Task prompt »
Would you write out the lines from the one containing "Target: yellow building" to the end of the records below, exactly and in full, please?

==== Input data ====

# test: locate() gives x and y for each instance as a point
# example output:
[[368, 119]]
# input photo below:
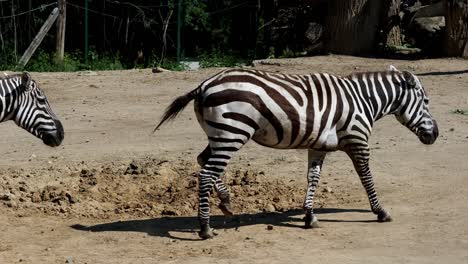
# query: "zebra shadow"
[[167, 226]]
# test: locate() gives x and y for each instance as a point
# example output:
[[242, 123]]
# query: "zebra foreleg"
[[209, 175], [359, 154], [315, 161], [220, 187]]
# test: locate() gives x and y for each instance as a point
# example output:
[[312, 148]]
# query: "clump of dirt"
[[145, 187]]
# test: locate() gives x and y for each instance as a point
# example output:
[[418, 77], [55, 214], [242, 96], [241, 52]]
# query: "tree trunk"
[[456, 21], [392, 30], [353, 26]]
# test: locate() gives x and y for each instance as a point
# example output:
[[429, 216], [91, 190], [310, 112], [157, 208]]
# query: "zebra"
[[319, 112], [24, 102]]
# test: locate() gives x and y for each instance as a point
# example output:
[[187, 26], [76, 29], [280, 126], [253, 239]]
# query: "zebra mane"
[[7, 76], [374, 72]]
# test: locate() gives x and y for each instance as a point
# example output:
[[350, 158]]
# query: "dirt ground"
[[115, 193]]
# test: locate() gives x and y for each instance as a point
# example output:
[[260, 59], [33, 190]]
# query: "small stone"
[[36, 197], [7, 197]]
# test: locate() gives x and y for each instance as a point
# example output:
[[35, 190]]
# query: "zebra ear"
[[409, 78], [26, 80], [392, 68]]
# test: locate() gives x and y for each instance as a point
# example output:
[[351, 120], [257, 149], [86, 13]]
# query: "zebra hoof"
[[207, 233], [311, 222], [226, 209], [384, 216]]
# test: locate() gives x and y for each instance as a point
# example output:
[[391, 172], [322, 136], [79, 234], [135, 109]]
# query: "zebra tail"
[[177, 106]]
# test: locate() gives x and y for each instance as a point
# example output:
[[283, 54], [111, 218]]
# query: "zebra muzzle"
[[54, 137]]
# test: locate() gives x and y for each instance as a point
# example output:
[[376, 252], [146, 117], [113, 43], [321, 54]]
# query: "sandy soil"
[[115, 193]]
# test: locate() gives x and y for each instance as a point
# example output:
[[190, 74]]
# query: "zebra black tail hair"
[[177, 106]]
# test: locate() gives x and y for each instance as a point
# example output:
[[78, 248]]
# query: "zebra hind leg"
[[360, 157], [315, 161], [220, 187], [209, 175]]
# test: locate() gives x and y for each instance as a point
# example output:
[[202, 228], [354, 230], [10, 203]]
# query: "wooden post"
[[38, 39], [61, 22]]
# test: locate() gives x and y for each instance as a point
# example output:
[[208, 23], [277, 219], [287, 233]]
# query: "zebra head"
[[33, 113], [414, 108]]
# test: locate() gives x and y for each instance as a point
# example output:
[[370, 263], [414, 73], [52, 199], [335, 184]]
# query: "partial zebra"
[[22, 101], [318, 112]]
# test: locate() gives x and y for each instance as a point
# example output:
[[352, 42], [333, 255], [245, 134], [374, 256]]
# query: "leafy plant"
[[216, 58]]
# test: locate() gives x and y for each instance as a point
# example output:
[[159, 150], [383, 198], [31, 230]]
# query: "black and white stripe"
[[22, 101], [319, 112]]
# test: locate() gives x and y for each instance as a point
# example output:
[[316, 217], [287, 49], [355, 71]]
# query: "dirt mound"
[[146, 187]]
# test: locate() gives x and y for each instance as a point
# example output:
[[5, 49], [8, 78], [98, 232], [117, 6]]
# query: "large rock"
[[427, 33]]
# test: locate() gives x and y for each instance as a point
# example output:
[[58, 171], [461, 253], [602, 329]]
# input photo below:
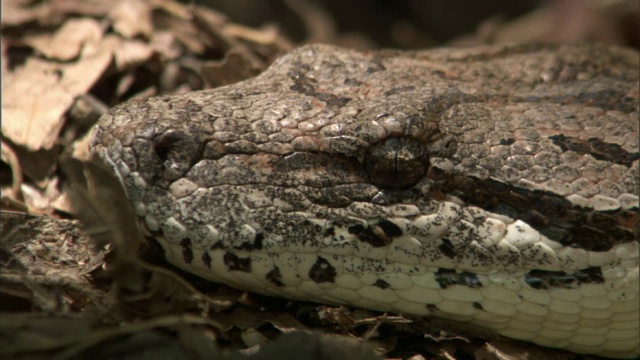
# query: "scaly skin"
[[494, 185]]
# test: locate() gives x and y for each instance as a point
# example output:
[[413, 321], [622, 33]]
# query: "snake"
[[495, 186]]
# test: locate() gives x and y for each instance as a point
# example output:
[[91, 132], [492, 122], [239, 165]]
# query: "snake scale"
[[494, 185]]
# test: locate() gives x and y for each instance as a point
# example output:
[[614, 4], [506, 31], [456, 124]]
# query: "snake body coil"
[[495, 185]]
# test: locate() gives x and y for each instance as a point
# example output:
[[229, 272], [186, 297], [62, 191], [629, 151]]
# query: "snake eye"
[[396, 163], [178, 151]]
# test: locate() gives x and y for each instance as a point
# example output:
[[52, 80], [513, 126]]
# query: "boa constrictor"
[[495, 185]]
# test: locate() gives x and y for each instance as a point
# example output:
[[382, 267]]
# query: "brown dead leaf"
[[41, 92], [67, 43], [132, 18]]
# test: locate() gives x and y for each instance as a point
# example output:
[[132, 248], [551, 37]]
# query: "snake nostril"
[[396, 163]]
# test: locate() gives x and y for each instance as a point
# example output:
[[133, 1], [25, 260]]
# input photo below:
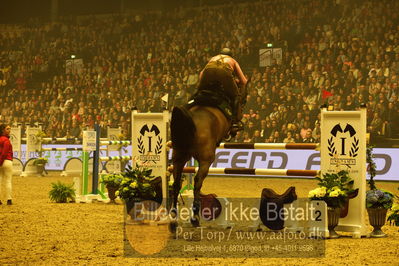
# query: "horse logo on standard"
[[343, 145], [149, 144]]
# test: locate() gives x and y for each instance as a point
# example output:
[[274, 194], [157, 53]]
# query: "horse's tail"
[[182, 129]]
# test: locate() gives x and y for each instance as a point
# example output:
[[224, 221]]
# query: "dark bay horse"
[[195, 132]]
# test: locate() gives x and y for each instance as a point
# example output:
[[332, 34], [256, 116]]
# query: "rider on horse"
[[224, 75]]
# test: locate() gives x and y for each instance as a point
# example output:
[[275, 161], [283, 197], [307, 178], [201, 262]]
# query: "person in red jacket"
[[6, 161]]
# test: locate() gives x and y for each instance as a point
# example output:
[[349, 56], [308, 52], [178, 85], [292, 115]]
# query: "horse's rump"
[[182, 128]]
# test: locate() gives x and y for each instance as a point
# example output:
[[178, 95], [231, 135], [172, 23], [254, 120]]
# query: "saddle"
[[271, 205]]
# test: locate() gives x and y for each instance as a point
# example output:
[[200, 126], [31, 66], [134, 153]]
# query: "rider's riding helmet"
[[226, 51]]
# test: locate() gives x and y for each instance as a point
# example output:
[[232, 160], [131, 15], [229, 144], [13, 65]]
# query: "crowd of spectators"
[[348, 48]]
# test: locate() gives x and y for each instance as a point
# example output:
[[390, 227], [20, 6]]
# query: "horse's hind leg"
[[179, 160], [198, 181]]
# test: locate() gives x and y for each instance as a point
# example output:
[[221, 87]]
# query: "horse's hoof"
[[194, 221]]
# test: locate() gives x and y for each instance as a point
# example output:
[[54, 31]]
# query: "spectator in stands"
[[308, 137], [289, 138]]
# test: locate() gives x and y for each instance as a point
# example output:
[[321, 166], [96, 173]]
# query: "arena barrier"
[[93, 144], [35, 149], [249, 171], [342, 147]]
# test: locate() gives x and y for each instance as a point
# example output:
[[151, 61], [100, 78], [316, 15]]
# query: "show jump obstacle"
[[342, 147]]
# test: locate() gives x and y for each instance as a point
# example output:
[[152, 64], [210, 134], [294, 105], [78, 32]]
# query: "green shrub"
[[61, 192]]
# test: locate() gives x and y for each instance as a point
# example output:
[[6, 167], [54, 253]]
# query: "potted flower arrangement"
[[40, 164], [378, 201], [334, 189], [139, 184], [112, 183], [393, 218], [62, 193]]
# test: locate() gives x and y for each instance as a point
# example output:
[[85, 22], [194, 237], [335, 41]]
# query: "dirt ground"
[[36, 231]]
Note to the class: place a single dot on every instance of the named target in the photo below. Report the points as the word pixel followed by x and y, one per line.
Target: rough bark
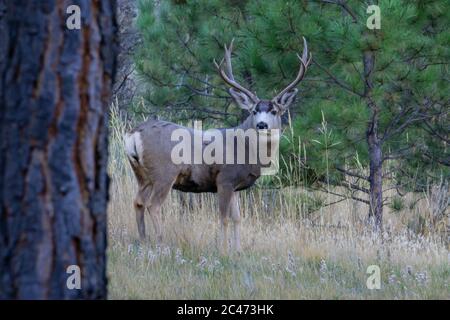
pixel 55 86
pixel 374 145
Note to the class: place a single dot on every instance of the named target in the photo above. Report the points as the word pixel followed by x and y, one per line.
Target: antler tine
pixel 305 60
pixel 228 76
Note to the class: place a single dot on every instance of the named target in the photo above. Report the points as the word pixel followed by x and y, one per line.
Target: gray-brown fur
pixel 149 149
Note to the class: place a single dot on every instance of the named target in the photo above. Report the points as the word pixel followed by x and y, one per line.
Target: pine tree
pixel 362 110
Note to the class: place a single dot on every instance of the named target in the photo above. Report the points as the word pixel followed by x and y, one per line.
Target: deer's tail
pixel 133 147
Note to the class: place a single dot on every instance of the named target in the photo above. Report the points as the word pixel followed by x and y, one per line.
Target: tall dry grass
pixel 289 252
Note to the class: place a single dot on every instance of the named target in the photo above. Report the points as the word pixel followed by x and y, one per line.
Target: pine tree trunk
pixel 55 86
pixel 374 146
pixel 375 177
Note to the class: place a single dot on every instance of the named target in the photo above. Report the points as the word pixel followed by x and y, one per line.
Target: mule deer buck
pixel 149 148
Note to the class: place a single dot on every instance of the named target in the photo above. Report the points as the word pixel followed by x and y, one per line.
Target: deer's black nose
pixel 262 125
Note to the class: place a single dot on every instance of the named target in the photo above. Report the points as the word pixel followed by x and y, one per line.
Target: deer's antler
pixel 227 75
pixel 305 60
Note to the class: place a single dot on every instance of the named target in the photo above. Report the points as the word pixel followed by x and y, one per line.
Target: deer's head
pixel 265 114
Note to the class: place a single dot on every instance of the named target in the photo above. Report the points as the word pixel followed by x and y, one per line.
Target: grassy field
pixel 288 252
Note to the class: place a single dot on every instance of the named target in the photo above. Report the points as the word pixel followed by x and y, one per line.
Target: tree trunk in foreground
pixel 55 87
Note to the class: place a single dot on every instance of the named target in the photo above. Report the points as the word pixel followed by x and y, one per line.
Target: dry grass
pixel 288 252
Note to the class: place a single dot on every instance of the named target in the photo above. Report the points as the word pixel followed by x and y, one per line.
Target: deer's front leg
pixel 225 194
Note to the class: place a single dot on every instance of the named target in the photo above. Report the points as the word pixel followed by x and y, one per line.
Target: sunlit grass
pixel 289 250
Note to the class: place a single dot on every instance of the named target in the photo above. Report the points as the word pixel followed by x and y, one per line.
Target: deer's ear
pixel 286 99
pixel 241 99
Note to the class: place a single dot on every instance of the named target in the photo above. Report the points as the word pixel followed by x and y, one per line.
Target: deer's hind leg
pixel 140 203
pixel 225 194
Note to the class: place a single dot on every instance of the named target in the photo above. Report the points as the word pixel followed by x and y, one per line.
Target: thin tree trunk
pixel 374 146
pixel 55 86
pixel 376 175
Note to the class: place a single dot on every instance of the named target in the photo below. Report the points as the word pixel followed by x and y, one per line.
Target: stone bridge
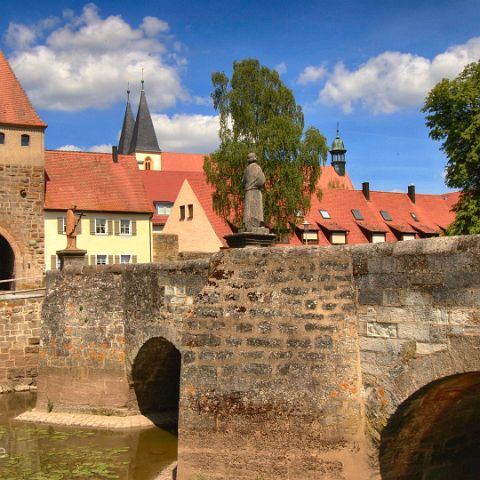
pixel 349 363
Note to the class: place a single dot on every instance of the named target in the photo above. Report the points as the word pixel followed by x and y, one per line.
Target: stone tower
pixel 144 143
pixel 21 185
pixel 337 151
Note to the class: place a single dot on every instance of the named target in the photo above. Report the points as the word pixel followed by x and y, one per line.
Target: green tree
pixel 453 116
pixel 258 113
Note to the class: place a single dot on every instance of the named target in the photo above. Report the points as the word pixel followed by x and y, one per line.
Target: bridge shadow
pixel 156 381
pixel 434 434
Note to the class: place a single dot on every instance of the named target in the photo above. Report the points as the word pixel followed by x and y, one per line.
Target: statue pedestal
pixel 72 258
pixel 260 237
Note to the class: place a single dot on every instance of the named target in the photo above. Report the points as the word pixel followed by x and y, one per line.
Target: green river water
pixel 40 452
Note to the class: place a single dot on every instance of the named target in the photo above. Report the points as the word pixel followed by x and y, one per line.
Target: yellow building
pixel 107 189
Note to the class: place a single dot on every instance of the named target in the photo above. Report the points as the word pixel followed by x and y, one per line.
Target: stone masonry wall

====

Reply »
Target: yellow building
pixel 107 189
Note to the class: place a single dot on every instance of the named target in the photo above. Report the points as the word pixel followed by x and y, one per line.
Target: stone masonry wall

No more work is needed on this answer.